- [Quoted text]

'I sold sex in four countries – now I help other women escape'
A charity in Sweden that helps women leave the sex industry and trafficking has set up a call girl service – except there’s a twist.
*Content warning: This article contains discussions of rape that some may find triggering*
Unsuspecting men dial the hotline set up by Talita, only to be met with stories from real women recounting how they were trafficked and have been abused on the job.
Josephine Appelqvist, co-founder of Talita, says: ‘We wanted them to hear what their actions have contributed to.
‘The stories, the experiences these women share are horrific, but they need to be listened to.’
Jasmina*, 32, is one of the women that the charity have supported in no longer selling sex. Speaking exclusively to Metro.co.uk, she says it all started when she was just 14.
After losing her father and her mother walking out, she only had her sister, though their relationship was difficult.
At that young age she was raped twice, and when she reported it to the police she was attacked by others from her village.
At first selling sex wasn’t about money – it was simply to escape her life in Romania.
‘It was more about escape and as a 15 year old, alone and without being understood, I needed attention so I got it wherever I could,’ she tells us.
A few years after being denied work at a sex club due to her age – though club owners still toyed with Jasmina by showing her ‘how to touch men’ – she moved to Essex, UK to work as an au pair.
However, that experience drove her back to sex work.
‘My boss sexually assaulted me and I ended up being in the same circles,’ she says.
‘I froze and I thought I had to please him. I would feel ashamed but I couldn’t say no… I thought this was what I was meant for. I had to please men.
‘If you lose your sense of worth it’s hard to see something valuable in yourself.’
She then moved to Austria and a friend helped her get a job at a massage parlour – though she didn’t know it was actually a brothel. At first, she was struck by how seemingly empowered the other prostitutes were in their situations.
‘Some of them had been in the industry for such a long time and all of them had a pimp at some point,’ Jasmina says.
But Jasmina explained they’d escape pimps only to be sold again. ‘Prostitution breaks you down, it’s so hard to leave that cycle.
‘When I saw the girls they seemed strong and happy and I really liked that. I always thought I was the problem and that I was there to please everyone but I could not please myself at all. When I saw them, how strong they were, I wanted to be like that.’
In hindsight, she believes they were just surviving.
Eventually she left and briefly worked in Dubai, but her female pimp didn’t think she worked hard enough, so she moved to Sweden.

- [Supplied material]
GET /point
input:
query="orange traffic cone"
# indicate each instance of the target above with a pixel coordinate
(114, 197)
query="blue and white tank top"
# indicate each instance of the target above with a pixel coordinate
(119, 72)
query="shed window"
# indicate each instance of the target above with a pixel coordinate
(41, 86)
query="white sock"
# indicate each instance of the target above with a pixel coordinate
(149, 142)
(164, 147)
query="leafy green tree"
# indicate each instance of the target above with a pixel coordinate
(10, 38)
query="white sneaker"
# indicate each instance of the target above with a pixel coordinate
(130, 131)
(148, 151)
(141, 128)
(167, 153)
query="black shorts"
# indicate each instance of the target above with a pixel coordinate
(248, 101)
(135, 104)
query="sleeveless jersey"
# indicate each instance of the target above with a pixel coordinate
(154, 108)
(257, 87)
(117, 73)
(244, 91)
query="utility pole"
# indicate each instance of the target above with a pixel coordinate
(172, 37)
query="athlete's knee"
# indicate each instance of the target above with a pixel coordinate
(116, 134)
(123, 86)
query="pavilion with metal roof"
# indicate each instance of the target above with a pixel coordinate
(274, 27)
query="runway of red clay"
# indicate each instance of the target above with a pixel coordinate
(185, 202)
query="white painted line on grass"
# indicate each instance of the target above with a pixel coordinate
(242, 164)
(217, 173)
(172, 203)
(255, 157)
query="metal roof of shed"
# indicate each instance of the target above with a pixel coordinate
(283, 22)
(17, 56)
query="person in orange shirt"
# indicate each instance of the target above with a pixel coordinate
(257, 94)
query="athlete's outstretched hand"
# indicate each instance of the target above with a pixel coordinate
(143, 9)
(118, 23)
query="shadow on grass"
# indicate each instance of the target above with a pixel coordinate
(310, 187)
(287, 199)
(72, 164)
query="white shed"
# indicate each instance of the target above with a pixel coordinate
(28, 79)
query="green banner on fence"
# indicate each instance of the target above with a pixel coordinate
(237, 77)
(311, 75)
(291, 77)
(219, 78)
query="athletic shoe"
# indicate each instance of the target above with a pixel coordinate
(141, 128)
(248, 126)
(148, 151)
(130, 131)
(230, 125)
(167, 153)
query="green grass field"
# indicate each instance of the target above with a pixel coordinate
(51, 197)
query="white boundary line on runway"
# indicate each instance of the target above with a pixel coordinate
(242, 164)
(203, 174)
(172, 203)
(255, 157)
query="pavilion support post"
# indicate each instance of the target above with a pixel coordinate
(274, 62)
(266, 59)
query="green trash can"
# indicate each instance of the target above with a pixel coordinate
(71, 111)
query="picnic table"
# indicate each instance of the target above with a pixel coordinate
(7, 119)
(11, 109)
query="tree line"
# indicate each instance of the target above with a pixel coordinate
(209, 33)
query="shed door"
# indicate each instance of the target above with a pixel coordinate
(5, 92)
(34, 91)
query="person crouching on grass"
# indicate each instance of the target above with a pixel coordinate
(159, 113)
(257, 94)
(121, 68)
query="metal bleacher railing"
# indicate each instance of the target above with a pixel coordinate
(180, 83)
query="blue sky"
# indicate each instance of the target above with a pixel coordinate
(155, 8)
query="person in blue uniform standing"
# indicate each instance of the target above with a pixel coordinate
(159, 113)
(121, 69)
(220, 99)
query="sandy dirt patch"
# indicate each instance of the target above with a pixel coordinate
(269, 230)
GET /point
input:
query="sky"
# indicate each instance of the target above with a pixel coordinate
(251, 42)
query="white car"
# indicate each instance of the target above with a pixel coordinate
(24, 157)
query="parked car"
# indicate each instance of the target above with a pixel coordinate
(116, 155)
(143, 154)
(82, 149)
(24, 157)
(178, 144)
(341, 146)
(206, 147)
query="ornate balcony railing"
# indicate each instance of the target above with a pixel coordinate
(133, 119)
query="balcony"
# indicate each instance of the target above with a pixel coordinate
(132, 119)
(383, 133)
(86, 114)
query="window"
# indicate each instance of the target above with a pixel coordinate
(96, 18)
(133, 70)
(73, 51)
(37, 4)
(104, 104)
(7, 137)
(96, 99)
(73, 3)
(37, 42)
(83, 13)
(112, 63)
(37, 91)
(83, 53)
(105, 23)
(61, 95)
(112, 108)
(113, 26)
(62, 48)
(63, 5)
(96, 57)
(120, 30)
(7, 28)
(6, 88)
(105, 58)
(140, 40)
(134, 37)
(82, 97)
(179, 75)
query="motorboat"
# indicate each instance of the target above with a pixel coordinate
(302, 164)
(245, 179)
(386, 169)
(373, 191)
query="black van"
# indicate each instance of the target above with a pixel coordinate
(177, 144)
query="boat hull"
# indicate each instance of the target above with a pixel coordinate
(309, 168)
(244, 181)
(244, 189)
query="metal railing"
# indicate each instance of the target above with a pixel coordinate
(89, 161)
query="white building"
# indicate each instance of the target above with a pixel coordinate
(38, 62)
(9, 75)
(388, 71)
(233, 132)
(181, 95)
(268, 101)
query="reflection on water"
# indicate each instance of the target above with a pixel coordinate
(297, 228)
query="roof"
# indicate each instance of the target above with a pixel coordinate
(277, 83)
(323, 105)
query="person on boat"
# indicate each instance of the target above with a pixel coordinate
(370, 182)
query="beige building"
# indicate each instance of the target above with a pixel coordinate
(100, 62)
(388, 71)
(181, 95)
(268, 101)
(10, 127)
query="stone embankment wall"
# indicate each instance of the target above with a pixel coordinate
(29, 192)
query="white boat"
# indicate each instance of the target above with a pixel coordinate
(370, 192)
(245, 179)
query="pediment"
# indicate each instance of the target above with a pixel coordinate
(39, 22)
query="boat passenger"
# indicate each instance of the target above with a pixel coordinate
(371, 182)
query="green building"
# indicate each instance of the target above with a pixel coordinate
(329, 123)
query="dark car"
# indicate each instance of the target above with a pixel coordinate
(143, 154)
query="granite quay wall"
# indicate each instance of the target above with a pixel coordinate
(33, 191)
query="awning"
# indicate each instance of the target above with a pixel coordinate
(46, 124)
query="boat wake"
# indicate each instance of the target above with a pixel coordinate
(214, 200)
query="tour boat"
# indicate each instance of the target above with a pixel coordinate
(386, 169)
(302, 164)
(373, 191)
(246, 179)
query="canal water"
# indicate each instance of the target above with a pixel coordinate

- [Given request A] In the article about the Swedish charity Talita, what reason does the co-founder give for having men who call the hotline hear the women's stories?
- [Given request B] Continue the article about Jasmina and the charity Talita, beginning after its final sentence.

- [Final answer A] Josephine Appelqvist says the charity wanted the callers to hear what their actions have contributed to. She adds that the women's experiences are horrific but need to be listened to.

- [Final answer B]
There, she found a new pimp who manipulated her into thinking that ‘kind’ gestures were done to protect her, when really it was a matter of control.
‘They tried to control me, but nicely,’ offering food and chaperoning,’ she explains. ‘They were extremely nice and I felt like a princess.’
Things turned around in 2015 when a client told her he was abusing his own daughter. She reported him to the police and he was arrested. The officers she dealt with told her to go to Talita and join their recovery programme.
It meant coming off of drink and drugs and no longer selling sex, which at first wasn’t easy.
Jasmina ‘had to decide’ between the programme and the world that she knew. Choosing to start over, she says it ‘completely changed my life’.
Jasmina doesn’t like to think of her past as being sex work, preferring instead to call it prostitution or selling sex, as ‘giving your body away to others, lending your body to others… I don’t see any “work” in that.’
The student has been working with Talita since 2020 in outreach, to try to help other women with similar stories to her own, though she admits it’s not easy – sometimes the help isn’t welcome. They often get ‘too emotional’ then back off.
‘They don’t see the cycle [of selling sex] because they’re so deep into that situation,’ she tells us.
‘I didn’t trust anyone and I was always expecting to be let down,’ she remembers. Utimately, the charity’s kindness gave her ‘hope’ when they first made contact.
As for the future, once she finishes her course she’s thinking of going back to Romania. She says she’s experiencing a ‘shift’ and is ready for change.
In the mean time, she’ll keep working with Talita to help other women.
*Name has been changed to protect the person’s identity.
Do you have a story to share?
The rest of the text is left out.